# What the task requires
Copy every row below word for word, from the first to the last, and leave the pictures out of your copy.

# Input rows
-*-
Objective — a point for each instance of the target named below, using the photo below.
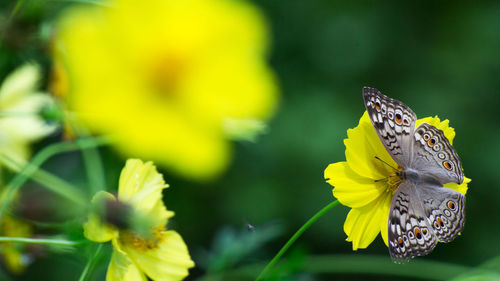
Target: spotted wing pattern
(434, 155)
(394, 123)
(445, 211)
(409, 232)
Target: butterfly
(423, 211)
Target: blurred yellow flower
(21, 107)
(15, 255)
(152, 251)
(163, 77)
(357, 181)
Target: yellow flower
(163, 77)
(14, 254)
(158, 254)
(21, 106)
(355, 182)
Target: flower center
(166, 75)
(141, 243)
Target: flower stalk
(292, 240)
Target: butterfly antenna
(376, 157)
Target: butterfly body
(423, 211)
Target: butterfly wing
(410, 233)
(394, 123)
(433, 155)
(445, 210)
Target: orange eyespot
(440, 221)
(398, 118)
(418, 234)
(451, 205)
(447, 165)
(431, 142)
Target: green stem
(87, 271)
(359, 265)
(50, 181)
(91, 159)
(295, 237)
(39, 241)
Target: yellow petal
(30, 126)
(351, 189)
(170, 261)
(462, 188)
(362, 146)
(21, 82)
(121, 268)
(362, 225)
(141, 185)
(96, 230)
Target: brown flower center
(141, 243)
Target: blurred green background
(440, 58)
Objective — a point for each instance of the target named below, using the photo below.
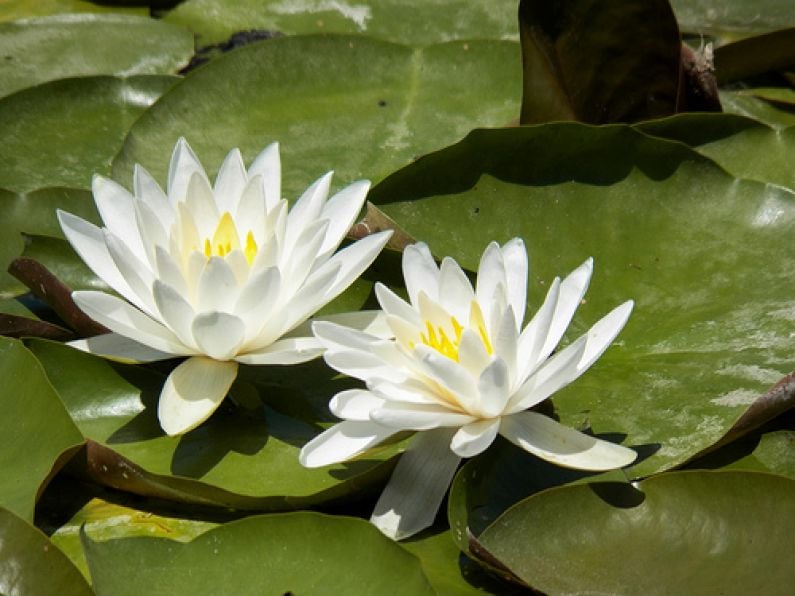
-*-
# Solution to this exercise
Objective — a point for each instance of the target named below, using the photo below.
Target: spotted wing pattern
(434, 155)
(394, 123)
(445, 211)
(409, 232)
Target: butterfly
(423, 211)
Target: blurred yellow flower
(21, 107)
(15, 255)
(152, 251)
(163, 77)
(357, 181)
Target: yellow flower
(163, 77)
(14, 254)
(158, 254)
(21, 106)
(355, 182)
Target: flower center
(166, 75)
(141, 243)
Target: flower stalk
(292, 240)
Target: butterfly antenna
(376, 157)
Target: butterfly body
(423, 211)
Target: butterfly wing
(410, 233)
(394, 123)
(433, 155)
(445, 210)
Target: orange eyespot
(440, 221)
(398, 118)
(418, 234)
(451, 205)
(447, 165)
(431, 142)
Target: green stem
(87, 271)
(359, 265)
(50, 181)
(91, 159)
(295, 237)
(39, 241)
Target: yellow petal
(30, 126)
(351, 189)
(170, 261)
(462, 188)
(362, 146)
(21, 82)
(121, 268)
(362, 225)
(141, 185)
(96, 230)
Target: brown flower center
(141, 243)
Target: blurred green background
(440, 58)
Objective — a point for each instance of the target named below, using the photo below.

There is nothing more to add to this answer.